(WHAT IS NEEDED)
Reproduce each line of the material exactly as it reads.

(GIVEN ENTRIES)
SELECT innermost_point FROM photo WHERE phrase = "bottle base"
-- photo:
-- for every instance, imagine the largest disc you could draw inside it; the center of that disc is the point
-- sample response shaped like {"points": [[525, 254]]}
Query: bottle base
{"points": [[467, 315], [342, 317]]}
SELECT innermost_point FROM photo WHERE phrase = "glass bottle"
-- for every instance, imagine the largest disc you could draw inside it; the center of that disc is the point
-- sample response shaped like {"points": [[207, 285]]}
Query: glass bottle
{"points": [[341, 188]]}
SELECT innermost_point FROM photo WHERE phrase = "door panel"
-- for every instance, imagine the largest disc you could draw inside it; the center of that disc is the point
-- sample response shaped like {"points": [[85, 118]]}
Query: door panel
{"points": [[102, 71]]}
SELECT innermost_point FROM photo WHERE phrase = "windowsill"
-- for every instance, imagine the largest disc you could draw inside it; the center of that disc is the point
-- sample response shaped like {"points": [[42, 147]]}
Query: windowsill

(SOLUTION TO THIS TASK)
SELECT innermost_point FROM photo WHERE phrase = "bottle base"
-- photo:
-- for every instance, imagine the largest disc you could draw inside it; the center of that disc is the point
-- sample response shaped like {"points": [[525, 254]]}
Query: bottle base
{"points": [[467, 315], [342, 317]]}
SELECT innermost_point FROM photo WHERE phrase = "glass bottle"
-- for every instance, imagine the largest disc you could draw inside it; the center of that disc is the point
-- sample response shaped like {"points": [[207, 285]]}
Query: glass bottle
{"points": [[341, 188]]}
SELECT innermost_point FROM photo WHERE phrase = "door panel"
-- for every instance, imagine the largest disc you could draw inside it; the center of that disc is the point
-- sample response shaped like {"points": [[85, 118]]}
Query: door panel
{"points": [[102, 71]]}
SELECT innermost_point FROM photo WHERE phrase = "windowsill"
-- for every instance, imagine the largest disc you could draw inside it; the center of that disc is the point
-- sample response shaped like {"points": [[42, 147]]}
Query: windowsill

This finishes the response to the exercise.